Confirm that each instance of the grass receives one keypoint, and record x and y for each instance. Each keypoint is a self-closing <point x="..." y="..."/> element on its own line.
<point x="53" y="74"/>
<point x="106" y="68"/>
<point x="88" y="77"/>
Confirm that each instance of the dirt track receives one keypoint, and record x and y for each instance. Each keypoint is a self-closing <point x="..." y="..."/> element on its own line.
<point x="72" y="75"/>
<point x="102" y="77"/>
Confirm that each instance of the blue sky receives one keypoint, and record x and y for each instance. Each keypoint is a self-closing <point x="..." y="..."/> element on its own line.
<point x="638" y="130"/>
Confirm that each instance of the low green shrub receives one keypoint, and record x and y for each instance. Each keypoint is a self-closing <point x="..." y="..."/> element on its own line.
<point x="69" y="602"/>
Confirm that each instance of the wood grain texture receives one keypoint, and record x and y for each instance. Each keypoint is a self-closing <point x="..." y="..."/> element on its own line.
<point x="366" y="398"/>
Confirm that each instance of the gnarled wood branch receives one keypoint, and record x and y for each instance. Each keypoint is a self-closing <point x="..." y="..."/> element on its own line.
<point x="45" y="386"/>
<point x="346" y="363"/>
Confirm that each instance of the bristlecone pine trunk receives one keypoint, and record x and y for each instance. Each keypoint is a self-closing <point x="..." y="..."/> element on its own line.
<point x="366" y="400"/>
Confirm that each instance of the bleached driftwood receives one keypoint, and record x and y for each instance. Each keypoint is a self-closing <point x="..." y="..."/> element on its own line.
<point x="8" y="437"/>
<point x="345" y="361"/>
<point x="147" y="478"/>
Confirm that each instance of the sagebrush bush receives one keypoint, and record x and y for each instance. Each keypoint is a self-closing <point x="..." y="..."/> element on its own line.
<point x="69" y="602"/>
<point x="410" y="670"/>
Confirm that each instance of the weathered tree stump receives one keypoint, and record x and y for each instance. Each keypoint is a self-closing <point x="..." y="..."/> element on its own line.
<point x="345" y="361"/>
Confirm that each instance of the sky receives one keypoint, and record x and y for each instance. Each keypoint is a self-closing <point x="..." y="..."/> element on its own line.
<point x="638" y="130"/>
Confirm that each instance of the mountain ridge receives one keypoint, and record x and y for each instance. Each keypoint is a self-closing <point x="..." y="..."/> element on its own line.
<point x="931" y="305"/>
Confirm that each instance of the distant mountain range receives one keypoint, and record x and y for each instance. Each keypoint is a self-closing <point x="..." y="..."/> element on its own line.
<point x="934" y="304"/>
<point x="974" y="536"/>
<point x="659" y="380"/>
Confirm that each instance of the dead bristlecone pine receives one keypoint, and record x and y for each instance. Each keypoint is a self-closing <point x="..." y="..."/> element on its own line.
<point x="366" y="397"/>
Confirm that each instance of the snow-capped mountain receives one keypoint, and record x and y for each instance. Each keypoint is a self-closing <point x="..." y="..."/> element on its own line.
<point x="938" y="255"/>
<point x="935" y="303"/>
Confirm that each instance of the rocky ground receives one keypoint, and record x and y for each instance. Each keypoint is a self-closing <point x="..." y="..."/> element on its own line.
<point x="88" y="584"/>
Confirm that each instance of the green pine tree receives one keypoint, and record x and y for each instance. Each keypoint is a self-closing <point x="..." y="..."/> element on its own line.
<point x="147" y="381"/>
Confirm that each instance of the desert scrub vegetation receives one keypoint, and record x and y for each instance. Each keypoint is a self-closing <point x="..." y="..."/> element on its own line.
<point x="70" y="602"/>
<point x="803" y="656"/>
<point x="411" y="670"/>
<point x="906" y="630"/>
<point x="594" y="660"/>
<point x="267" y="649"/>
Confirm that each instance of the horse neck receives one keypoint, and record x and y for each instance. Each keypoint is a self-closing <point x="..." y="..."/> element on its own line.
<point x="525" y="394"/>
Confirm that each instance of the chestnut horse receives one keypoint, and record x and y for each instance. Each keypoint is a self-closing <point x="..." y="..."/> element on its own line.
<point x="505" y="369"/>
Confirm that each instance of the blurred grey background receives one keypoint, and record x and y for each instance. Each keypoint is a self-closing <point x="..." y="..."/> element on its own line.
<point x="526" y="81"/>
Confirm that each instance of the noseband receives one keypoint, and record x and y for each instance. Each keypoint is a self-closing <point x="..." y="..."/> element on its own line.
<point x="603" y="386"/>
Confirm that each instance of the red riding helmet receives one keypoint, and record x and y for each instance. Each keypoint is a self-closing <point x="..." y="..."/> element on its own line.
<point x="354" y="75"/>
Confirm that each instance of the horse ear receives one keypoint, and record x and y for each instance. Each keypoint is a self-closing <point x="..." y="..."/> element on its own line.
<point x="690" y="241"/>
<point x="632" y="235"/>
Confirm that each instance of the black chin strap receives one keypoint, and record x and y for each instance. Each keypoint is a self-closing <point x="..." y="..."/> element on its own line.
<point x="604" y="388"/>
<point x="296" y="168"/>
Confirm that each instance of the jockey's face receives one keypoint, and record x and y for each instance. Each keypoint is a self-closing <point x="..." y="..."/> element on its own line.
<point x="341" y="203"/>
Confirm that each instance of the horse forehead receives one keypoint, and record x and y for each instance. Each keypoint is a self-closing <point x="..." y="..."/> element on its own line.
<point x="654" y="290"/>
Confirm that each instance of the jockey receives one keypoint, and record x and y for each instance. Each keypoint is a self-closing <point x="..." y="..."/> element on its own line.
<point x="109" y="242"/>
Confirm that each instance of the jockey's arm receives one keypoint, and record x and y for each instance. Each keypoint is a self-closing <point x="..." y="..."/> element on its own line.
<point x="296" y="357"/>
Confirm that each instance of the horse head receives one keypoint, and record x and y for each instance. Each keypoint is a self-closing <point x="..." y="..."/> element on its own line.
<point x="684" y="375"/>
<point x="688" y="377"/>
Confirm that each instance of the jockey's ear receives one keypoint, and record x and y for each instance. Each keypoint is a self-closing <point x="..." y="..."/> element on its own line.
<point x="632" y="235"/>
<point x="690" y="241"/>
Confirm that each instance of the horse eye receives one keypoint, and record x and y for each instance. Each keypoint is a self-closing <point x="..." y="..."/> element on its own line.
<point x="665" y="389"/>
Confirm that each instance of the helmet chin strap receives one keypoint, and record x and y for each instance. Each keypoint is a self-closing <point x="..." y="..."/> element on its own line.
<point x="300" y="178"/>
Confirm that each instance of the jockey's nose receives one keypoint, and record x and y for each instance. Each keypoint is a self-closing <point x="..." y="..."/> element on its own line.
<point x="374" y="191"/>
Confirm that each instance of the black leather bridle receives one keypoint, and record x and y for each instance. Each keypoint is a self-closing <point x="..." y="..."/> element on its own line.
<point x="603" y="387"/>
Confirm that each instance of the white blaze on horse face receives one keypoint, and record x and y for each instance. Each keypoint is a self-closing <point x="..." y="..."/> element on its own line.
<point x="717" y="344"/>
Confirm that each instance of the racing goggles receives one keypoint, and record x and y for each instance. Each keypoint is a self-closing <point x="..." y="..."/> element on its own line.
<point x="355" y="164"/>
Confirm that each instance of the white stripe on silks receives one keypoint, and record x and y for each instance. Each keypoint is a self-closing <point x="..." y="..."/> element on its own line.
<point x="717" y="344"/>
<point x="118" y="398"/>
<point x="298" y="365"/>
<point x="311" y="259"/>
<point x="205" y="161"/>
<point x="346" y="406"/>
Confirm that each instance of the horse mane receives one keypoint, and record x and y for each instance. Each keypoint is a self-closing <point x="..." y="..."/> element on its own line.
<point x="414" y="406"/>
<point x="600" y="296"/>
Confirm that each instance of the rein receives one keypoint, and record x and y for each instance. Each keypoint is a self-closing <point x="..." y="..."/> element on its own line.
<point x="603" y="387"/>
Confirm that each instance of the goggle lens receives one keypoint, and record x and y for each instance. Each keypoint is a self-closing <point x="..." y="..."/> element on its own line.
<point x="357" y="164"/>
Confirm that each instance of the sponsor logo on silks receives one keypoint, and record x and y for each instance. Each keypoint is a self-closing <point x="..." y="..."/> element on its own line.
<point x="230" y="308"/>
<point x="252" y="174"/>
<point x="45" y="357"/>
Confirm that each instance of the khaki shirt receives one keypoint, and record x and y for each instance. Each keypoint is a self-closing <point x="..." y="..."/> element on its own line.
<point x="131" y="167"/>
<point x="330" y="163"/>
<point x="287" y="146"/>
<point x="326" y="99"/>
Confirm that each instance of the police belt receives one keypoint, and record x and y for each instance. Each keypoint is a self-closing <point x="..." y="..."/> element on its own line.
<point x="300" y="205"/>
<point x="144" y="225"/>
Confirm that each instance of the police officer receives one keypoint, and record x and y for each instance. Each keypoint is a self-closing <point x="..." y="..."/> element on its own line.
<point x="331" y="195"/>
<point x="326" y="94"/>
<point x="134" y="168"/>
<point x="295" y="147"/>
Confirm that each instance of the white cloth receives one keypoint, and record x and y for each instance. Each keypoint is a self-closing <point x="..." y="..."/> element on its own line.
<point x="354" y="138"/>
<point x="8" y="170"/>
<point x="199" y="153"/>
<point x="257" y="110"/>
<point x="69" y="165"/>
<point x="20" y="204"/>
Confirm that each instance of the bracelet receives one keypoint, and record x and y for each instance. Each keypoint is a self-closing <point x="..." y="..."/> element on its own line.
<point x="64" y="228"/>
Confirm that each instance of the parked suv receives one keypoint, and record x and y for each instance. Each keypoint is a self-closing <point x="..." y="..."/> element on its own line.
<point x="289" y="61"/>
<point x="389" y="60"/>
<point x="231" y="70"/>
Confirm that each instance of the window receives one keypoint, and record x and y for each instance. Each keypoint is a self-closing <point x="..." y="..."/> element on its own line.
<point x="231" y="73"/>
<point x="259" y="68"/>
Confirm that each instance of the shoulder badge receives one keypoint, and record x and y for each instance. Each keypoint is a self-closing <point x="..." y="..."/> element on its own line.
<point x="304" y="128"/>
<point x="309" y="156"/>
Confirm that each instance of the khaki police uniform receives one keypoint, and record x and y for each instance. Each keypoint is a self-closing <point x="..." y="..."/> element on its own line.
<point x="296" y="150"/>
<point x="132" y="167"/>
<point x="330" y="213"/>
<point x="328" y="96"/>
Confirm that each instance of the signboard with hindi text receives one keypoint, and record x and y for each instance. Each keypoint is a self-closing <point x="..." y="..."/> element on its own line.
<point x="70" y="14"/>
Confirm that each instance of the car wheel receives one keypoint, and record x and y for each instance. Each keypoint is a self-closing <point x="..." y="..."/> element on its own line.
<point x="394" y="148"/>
++++++
**JOB**
Please copy out the listing above word for word, from the line containing "Confirm that each instance of the signboard" through its final line.

**FINAL ANSWER**
Confirm that each instance of the signboard with hindi text receives one keypoint, and record x and y for each instance. Each keypoint is a self-closing <point x="..." y="..."/> element on its own line.
<point x="70" y="14"/>
Confirm that each instance of the car wheel receives one keypoint, and record x and y for each instance. Each keypoint is a self-closing <point x="..." y="..."/> element on its own line.
<point x="394" y="148"/>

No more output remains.